*** Record excerpts
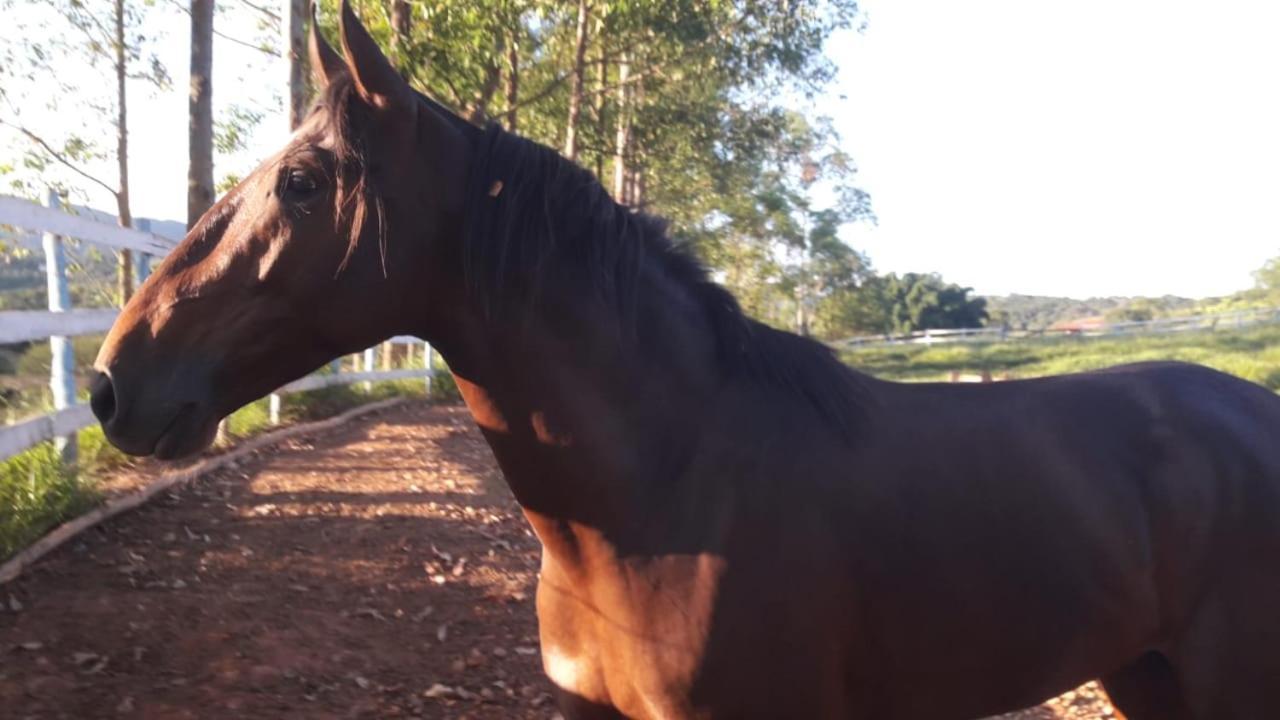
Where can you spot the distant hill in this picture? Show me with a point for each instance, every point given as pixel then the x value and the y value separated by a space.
pixel 1038 311
pixel 22 265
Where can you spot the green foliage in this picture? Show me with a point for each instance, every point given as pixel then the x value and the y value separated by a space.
pixel 1252 354
pixel 924 301
pixel 37 492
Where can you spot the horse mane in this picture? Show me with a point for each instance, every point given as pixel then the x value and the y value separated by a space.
pixel 355 192
pixel 533 214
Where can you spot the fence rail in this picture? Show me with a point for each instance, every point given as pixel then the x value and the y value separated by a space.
pixel 1188 323
pixel 60 322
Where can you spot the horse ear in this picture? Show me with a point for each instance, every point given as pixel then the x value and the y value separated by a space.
pixel 325 63
pixel 375 78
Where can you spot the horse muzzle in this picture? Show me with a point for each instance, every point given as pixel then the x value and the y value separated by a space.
pixel 165 419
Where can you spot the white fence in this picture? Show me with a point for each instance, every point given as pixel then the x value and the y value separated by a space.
pixel 1208 322
pixel 60 323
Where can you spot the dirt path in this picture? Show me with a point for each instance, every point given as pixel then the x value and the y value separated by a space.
pixel 380 570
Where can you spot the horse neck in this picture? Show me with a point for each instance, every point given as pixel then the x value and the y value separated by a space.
pixel 589 427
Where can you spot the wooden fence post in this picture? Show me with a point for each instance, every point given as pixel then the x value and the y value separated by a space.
pixel 426 363
pixel 369 368
pixel 142 261
pixel 62 372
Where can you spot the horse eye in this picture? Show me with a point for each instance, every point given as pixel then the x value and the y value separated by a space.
pixel 301 183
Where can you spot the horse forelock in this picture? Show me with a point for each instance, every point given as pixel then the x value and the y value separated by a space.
pixel 344 122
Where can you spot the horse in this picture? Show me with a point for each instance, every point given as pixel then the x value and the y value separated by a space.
pixel 734 523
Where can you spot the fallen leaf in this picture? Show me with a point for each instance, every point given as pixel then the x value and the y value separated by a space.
pixel 438 691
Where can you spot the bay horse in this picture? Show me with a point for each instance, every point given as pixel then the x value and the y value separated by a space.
pixel 734 524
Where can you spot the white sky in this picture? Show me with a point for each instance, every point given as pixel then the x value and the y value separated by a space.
pixel 1079 149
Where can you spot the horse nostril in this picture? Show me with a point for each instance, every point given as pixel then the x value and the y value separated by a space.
pixel 101 399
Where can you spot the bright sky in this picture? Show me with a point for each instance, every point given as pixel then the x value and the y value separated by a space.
pixel 1078 149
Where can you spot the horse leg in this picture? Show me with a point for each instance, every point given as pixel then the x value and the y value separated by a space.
pixel 1147 689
******
| Problem details |
Please rewrite every line of the data, beginning at the line that contains "Where can you spot the white sky" and stopping after the last line of the data, and shift each coordinate value up by 114 while leaving all other text unchanged.

| In response |
Where can you spot the white sky in this picture? Show me with a point for each instance, every point given as pixel then the x value and the y value separated by a space.
pixel 1193 263
Where can you spot the horse nostril in this picture? Show me with a point for each instance, every point given as pixel then the x value and the y value separated by a space.
pixel 215 513
Where can you spot the bright sky in this picture? Show me with a point for each instance, every point given as pixel then the x value and the y value separated by a space.
pixel 1192 263
Where can you spot the horse leg in this picture? Show me with a point for each instance, every point given as pixel then the x value and the y value separated by a space.
pixel 1261 803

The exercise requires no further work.